• **Work to complete**
(A) Using the e-bike thread, decide whether each statement below agrees with it. Answer each with yes or no and quote the deciding words. (i) Empty_Beer says a Sierra Club lobbyist got bikes banned from Wilderness in 1984. (ii) noapathy expects the thread to bring a debate unlike earlier e-bike threads. (iii) hikerdave calls the argument that bicycles shrink wilderness a selfish one.
(B) Return the part of the e-bike thread between "Catchy title, but" and "non-motorized trails. Thanks.", inclusive, copied word for word.

• **Source extract**
○ ○ ○ ○ ○

I think the line in the sand is "has a motor" and that it is a distinct / separate hobby. Everything else is really just noise and arguments over dictionary definitions.


----------



## Empty_Beer (Dec 19, 2007)

I agree that the anti-ebike narrative (from 90% mt. bikers and 10% pedestrians/equestrians) sounds an awful lot like the anti-MTB narrative in the 1980's thru the 1990's and even today (from 98% pedestrians/equestrians and 2% mt. bikers).

ebiking may indeed be a new kind of recreation, but I think time will tell its impact will be similar to regular mountain biking... kind of like trail running is different than hiking, but impacts are similar.

Somehow, we all need to learn to share public trails in a safe and responsible manner. There should always be an emphasis on trail user education.

Side note for OP... the 2nd author listed in that 16 year old publication was the primary Sierra Club lobbyist that succeeded in getting bikes banned from Wilderness in 1984. He doubled down with even more fiction a few years ago as STC got bills introduced into congress to remove the blanket ban on human powered, non-motorized bicycling.


----------



## KenPsz (Jan 21, 2007)

I can see that several people that responded to this thread did not get my point at all. 

Thanks to those that did bother to read the articles and understand why I made this thread.


----------



## karthur (Apr 20, 2018)

Does not apply. Bears give me what I want, I don't give bears what they want.


----------



## noapathy (Jun 24, 2008)

Catchy title, but this is going to degrade into the same debate as every other thread about e-bikes. Please don't ride your mopeds on non-motorized trails. Thanks.


----------



## J.B. Weld (Aug 13, 2012)

KenPsz said:


> I can see that several people that responded to this thread did not get my point at all.
> 
> Thanks to those that did bother to read the articles and understand why I made this thread.


I read the first few essays and found them pretty interesting. In "What Bears Want" Tom Butler makes a point that I've mentioned here a few times which is that bikes shrink wilderness, and electric bikes would shrink it more. Something worth considering when evaluating appropriate land use.

One advantage North America has over Europe is that it should have enough open space to accommodate lots of user groups, including bears. I for one am all for some wilderness areas to be completely free of any mode of travel other than hiking, and I also support core wilderness zones where humans aren't allowed at all.

Anyway, I think there's enough room for electric bike trails, bicycle trails, hiking trails, and grizzly bear habitat. Some of those might well intermingle with each other and some may not.


----------



## hikerdave (Mar 8, 2006)

J.B. Weld said:


> I read the first few essays and found them pretty interesting. In "What Bears Want" Tom Butler makes a point that I've mentioned here a few times which is that bikes shrink wilderness, and electric bikes would shrink it more. Something worth considering when evaluating appropriate land use.
> 
> One advantage North America has over Europe is that it should have enough open space to accommodate lots of user groups, including bears. I for one am all for some wilderness areas to be completely free of any mode of travel other than hiking, and I also support core wilderness zones where humans aren't allowed at all.
> 
> Anyway, I think there's enough room for electric bike trails, bicycle trails, hiking trails, and grizzly bear habitat. Some of those might well intermingle with each other and some may not.


The argument that bicycles shrink wilderness resonates with me; I've spent many days alone in the wilderness and far enough from the trail head to see few or no people. But that's fundamentally a very selfish argument; there simply isn't enough wilderness out there for many people to have that same experience.

○ ○ ○ ○ ○

• **Data entries**
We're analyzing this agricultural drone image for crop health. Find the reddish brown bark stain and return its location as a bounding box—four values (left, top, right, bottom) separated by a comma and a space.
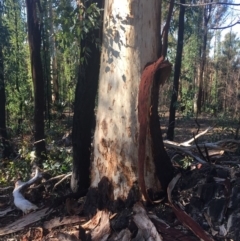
138, 57, 171, 202
101, 120, 108, 136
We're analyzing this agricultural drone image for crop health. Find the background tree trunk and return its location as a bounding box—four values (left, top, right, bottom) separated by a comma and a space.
167, 0, 185, 141
91, 0, 171, 201
0, 41, 11, 158
71, 0, 103, 192
26, 0, 46, 160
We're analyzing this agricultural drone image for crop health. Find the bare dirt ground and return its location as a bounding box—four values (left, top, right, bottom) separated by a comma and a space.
0, 113, 240, 241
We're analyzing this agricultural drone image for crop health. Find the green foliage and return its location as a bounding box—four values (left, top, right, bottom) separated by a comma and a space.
43, 147, 72, 176
0, 159, 31, 185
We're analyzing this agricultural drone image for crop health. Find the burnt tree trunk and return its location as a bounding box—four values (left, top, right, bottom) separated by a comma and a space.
197, 1, 212, 114
26, 0, 46, 164
167, 0, 185, 141
71, 0, 103, 192
0, 39, 11, 158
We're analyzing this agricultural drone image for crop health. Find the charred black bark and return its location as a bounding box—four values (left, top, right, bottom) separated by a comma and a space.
71, 0, 103, 192
167, 0, 185, 141
26, 0, 46, 164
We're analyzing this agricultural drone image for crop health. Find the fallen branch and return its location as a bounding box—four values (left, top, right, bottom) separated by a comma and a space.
13, 168, 41, 214
31, 173, 72, 189
53, 173, 72, 190
0, 208, 52, 236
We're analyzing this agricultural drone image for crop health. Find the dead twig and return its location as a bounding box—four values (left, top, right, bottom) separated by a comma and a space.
31, 172, 72, 189
53, 173, 72, 190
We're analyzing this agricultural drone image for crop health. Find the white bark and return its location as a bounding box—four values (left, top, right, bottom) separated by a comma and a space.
91, 0, 160, 199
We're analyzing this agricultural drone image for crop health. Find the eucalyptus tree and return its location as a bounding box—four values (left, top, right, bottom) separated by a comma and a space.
217, 29, 240, 114
71, 0, 103, 192
0, 1, 11, 158
167, 0, 185, 140
26, 0, 46, 164
85, 0, 173, 208
4, 0, 32, 134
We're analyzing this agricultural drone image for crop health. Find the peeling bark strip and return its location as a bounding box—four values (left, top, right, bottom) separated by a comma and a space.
138, 57, 172, 202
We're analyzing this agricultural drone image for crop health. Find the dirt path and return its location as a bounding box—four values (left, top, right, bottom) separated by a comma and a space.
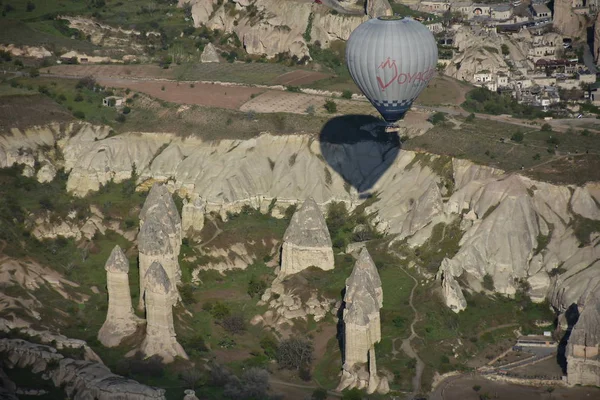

○ ○ ○ ○ ○

• **Answers provided**
(A)
(i) Yes: "the primary Sierra Club lobbyist that succeeded in getting bikes banned from Wilderness in 1984"
(ii) No: "this is going to degrade into the same debate as every other thread about e-bikes"
(iii) Yes: "But that's fundamentally a very selfish argument"

(B)
Catchy title, but this is going to degrade into the same debate as every other thread about e-bikes. Please don't ride your mopeds on non-motorized trails. Thanks.